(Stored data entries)
*****
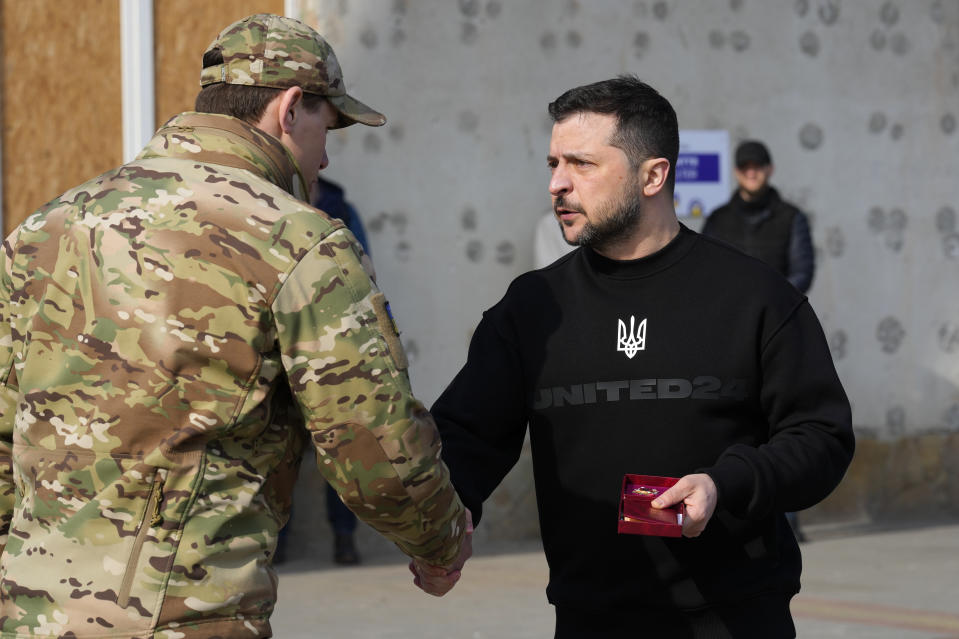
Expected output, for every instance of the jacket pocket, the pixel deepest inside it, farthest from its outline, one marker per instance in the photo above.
(151, 518)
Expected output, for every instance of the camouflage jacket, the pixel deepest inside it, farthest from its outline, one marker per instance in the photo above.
(167, 331)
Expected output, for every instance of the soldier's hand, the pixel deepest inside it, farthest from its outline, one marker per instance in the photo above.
(439, 580)
(699, 494)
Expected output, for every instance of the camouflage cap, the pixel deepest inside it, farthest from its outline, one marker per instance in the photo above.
(267, 50)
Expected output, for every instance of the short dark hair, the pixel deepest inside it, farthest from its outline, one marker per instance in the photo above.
(247, 103)
(646, 127)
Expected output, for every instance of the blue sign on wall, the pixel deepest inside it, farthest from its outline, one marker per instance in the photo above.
(697, 167)
(702, 172)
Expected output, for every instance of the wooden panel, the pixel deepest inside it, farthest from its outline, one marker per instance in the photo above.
(61, 98)
(182, 30)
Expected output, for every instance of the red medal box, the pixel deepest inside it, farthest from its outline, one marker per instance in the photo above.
(638, 517)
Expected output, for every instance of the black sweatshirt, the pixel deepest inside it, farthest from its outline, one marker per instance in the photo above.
(730, 375)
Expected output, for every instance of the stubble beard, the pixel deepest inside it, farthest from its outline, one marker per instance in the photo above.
(616, 220)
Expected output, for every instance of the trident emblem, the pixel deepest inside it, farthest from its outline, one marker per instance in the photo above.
(633, 340)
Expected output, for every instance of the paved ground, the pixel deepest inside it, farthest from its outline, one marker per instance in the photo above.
(870, 584)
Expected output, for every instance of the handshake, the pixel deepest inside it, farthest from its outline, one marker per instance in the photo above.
(439, 580)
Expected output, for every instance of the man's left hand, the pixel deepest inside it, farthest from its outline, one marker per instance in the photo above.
(699, 494)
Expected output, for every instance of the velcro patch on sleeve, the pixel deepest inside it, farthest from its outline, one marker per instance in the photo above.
(387, 326)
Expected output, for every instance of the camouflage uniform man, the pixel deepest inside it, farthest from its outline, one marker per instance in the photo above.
(167, 330)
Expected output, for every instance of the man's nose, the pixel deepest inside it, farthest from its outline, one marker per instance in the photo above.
(559, 183)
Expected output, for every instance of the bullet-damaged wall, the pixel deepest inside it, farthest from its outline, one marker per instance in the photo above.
(858, 102)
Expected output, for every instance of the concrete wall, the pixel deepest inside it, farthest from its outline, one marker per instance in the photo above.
(858, 102)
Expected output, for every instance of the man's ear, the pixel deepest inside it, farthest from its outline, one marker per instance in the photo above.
(653, 173)
(289, 107)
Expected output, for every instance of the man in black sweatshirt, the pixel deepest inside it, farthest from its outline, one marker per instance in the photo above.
(651, 350)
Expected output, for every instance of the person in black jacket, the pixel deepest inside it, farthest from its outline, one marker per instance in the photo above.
(758, 222)
(652, 350)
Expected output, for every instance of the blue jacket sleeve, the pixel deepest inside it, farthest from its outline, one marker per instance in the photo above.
(802, 257)
(482, 417)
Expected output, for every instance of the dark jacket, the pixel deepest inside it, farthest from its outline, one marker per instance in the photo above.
(769, 229)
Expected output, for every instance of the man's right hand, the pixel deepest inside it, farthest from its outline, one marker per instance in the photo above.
(439, 580)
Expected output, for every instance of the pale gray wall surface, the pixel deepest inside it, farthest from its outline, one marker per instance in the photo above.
(857, 100)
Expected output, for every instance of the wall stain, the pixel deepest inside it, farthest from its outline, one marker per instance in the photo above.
*****
» TASK ITEM
Each line of the data must be transcribed exactly; pictures are not carried over.

» RESULT OF THIS EXERCISE
Expected output, for every instance of the jacket pocket, the pixel deepest inside it, farthest from its outline, one marker per instance in the photo above.
(151, 518)
Expected output, for every instance of the camouflage jacket, the pixel deepest inside it, farthest from its outline, one marker per instance in the photo above.
(167, 331)
Expected output, for every instance of the soldier's hand, the pixel deepest inside it, farthest from its outline, one marker per instance in the photo above.
(439, 580)
(699, 494)
Expected output, for every instance of the camouflage cap, the pixel deepest inside it, farthest from its outline, one marker per instance in the photo above.
(267, 50)
Expected output, for every instance of the short dark hair, the pixel deepest inside it, farthest from its outline, one marker per instance in the photo above.
(247, 103)
(646, 127)
Expected output, for every instance of the blue sign on wall, the pixel deepest inside it, farthest from its outline, one marker per instance in the photo above.
(697, 167)
(702, 172)
Expected output, for every instance of the wooden panel, the pixel deepest inside it, farthest from its outline, one marker per instance in the photo above.
(61, 98)
(182, 30)
Expected output, for every instance of the red medal box, the pixel deepest inside it, farthest from its outline, one marker per instance in the photo above.
(638, 517)
Expected output, for every instance of the black sweatshirt, the pixel deepest inside it, farthest from its outline, one marker per instance in the photo above.
(730, 375)
Expected output, for every instance of the stubble beard, the pixel deepest inside it, farthest from its outline, one marker per instance in the photo above.
(616, 220)
Expected output, for every instance of the trident emblem, the pixel deepest inside it, farthest from its outline, one marker per instance in the photo above.
(633, 340)
Expected output, for every instance of the paved ground, the pixel deepest inside it, farthest from its outline, one marker per instance in the photo above.
(870, 584)
Expected output, for every instance of the handshake, the pixel deepest inside it, farthest from its outline, one marker per instance in the photo above.
(439, 580)
Expected output, for every instance of the man's left hand, the pixel deepest inside it, farthest from its outline, one marker per instance in the photo above.
(699, 494)
Expected output, for every instance of the velcro patch on sleeve, the pixel deepest inside it, farthest from its outline, one marker per instance in the photo above.
(387, 326)
Expected output, for every instance of the camouflage uniform man, the pixel deepest inside it, farthest from its outline, one marker per instance in the photo above.
(167, 330)
Expected output, for every instance of the man's nose, the pixel deepest inside it, farthest from its outline, one marker per instance in the photo above.
(559, 183)
Expected output, for every instance of the bullet-damaged wall, the pixel deepest inside it, farthest from its outline, one marker per instance in the photo above.
(858, 102)
Expected output, for every instance of the concrete wall, the pixel deepest inside it, farthest from its outline, one marker per instance in the photo above.
(858, 102)
Expected output, for every instance of the man's ear, the pixel deepest inside it, farthest from its outline, one marker per instance in the photo above.
(653, 173)
(289, 107)
Expected output, for every instance of the man in black sweatshirt, the pixel deepest inside it, farthest from its outline, one marker per instance in the photo above.
(651, 350)
Expected output, for every instance of the person in black jacket, the pixel deepest inside it, farthest from its outline, one marker per instance in the photo above.
(758, 222)
(652, 350)
Expected output, for every instance of the blue jacket sleeve, the pixel deepest inside it, farthest from its outline, one marker per instance in the photo above.
(802, 257)
(482, 417)
Expected output, for every instance of the dark jacket, the pixel deepest inside it, farthest from its outline, one marker per instance in the photo above.
(769, 229)
Expected output, for every instance of the man's right hand, the pixel deepest inside it, farthest from its outline, one marker per instance in the photo above.
(439, 580)
Expected output, for every instance of the pale gray wall surface, the pixel deepest inside it, farthest from its outline, one marker per instance in the photo above.
(857, 100)
Expected output, for every instance of the wall stain, the pixel deepest inside it, farthest from its outline, one marker per instance in the photo above.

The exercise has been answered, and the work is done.